_Texto proporcionado_
━━━━━━━━━━━━━━━━━━━━

Anatomía de un garbeo

Saludos a todos los lectores, si es que hay alguno más que siga aguantando después de que jubilara a mis guionistas (he comprobado que la tercera edad encerrada en un zulo subterráneo no aguanta mucho). Saludos a todos aquellos que os asoméis por primera vez con vuestros garabatos o los que andéis perdidos por la red buscando algo de interés (si sois de estos no os quedareis mucho).
Tras un merecido descanso de tanto periodo vacacional en el que los universitarios adelantamos las faldas de la cuesta de enero, la nostalgia por salir de las “cuatro” paredes que forma nuestro particular “triángulo” de las bermudas se acentúa más. Y es imposible dejar de pensar en lugares que transmiten esa sensación de poraquinopasaeltiempo.
Este verano, de viaje por la costa francesa, encontré un lugar que sabía como retener esta sensación. Un poco más al norte de las playas llenas de cocodrilos (los lacoste de los pijos franceses) y del ruido de las ruletas de los casinos de Niza; un poco más al sur de los ferraris que contaminan el pueblo de Mónaco y de los yates que compiten como rascacielos flotantes, se enclava una pequeña población con una pequeña plaza, una pequeña estación de tren e incluso un pequeñísmo puerto. A pesar de haberme pasado con los adjetivos, no se trata de Lillyput ni penséis que yo soy una especie de Gulliver aventurero. Se trata de Villefrance. Como otros muchos lugares de la costa azul, un pueblo lleno de callejuelas con ventanas de madera pintadas de color, con casa empedradas, con una plaza que mira al mar y lo saluda sin tapujos, y unos habitantes que viven sin los mismos tapujos por el aire a colonia hippie que se respira (mucho mejor).

━━━━━━━━━━━━━━━━━━━━

_Filas_
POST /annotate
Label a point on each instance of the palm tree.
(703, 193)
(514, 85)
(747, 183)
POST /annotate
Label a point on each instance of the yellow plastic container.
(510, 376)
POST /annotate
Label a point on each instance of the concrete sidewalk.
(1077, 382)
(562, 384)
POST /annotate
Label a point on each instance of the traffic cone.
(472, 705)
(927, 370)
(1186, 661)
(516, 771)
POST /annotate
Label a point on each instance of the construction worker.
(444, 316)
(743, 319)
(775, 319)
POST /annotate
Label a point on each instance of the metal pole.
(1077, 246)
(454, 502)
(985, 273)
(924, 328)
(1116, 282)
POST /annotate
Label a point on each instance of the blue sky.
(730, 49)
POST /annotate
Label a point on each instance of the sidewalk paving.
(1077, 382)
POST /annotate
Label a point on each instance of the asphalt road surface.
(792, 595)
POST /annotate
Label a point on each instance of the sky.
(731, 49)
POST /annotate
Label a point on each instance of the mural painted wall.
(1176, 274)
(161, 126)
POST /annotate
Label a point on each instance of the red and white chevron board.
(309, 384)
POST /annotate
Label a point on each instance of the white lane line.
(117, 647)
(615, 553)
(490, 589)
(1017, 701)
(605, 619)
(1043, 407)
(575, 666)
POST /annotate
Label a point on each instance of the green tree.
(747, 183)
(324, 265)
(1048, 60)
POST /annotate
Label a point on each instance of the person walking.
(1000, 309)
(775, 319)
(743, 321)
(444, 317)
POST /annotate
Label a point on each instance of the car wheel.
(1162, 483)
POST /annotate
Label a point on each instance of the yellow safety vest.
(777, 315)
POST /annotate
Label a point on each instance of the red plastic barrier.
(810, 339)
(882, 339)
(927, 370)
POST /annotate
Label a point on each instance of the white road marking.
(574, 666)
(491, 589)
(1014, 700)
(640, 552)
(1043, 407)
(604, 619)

━━━━━━━━━━━━━━━━━━━━

_Requisitos_
(a) ¿Qué población de la costa francesa describe el texto «Anatomía de un garbeo»?
(b) Duplica del texto «Anatomía de un garbeo» todo lo que va desde "Anatomía de un" hasta "sensación de poraquinopasaeltiempo.", ambos incluidos.
(c) Prosigue la redacción del texto «Anatomía de un garbeo» a partir de su última oración.
El listado procede de una fuente distinta.

_Resultados en orden_
(a) Villefrance.

(b)
Anatomía de un garbeo

Saludos a todos los lectores, si es que hay alguno más que siga aguantando después de que jubilara a mis guionistas (he comprobado que la tercera edad encerrada en un zulo subterráneo no aguanta mucho). Saludos a todos aquellos que os asoméis por primera vez con vuestros garabatos o los que andéis perdidos por la red buscando algo de interés (si sois de estos no os quedareis mucho).
Tras un merecido descanso de tanto periodo vacacional en el que los universitarios adelantamos las faldas de la cuesta de enero, la nostalgia por salir de las “cuatro” paredes que forma nuestro particular “triángulo” de las bermudas se acentúa más. Y es imposible dejar de pensar en lugares que transmiten esa sensación de poraquinopasaeltiempo.

(c)
Llegar allí en barco es la mejor opción. De camino al puerto, si es verano, es habitual que desde un velero impoluto te saluden sus jóvenes tripulantes con su cerveza en la mano y un acento  franco alemán. Las mesas de los restaurantes están en equilibrio en el muelle (ya os digo que es muy pequeño) y los camareros no te van a intentar convencer de que comas sus platos (seamos francos, nunca mejor dicho, no son italianos ni españoles).
Pero sin duda, lo mejor es el mercado de libros antiguos. Pasearse por los puestos montados de forma provisional en la plaza y elegir entre las múltiples, y ajadas, ediciones de Les miserables que puedes encontrar (en este caso, ser español y regatear puede venir bien) es una buena opción.
Perderse por sus calles es lo que, en estos tiempos en los que enero ya quedó atrás, más apetece. En definitiva, volver a uno de tus lugares, sean cuales sean.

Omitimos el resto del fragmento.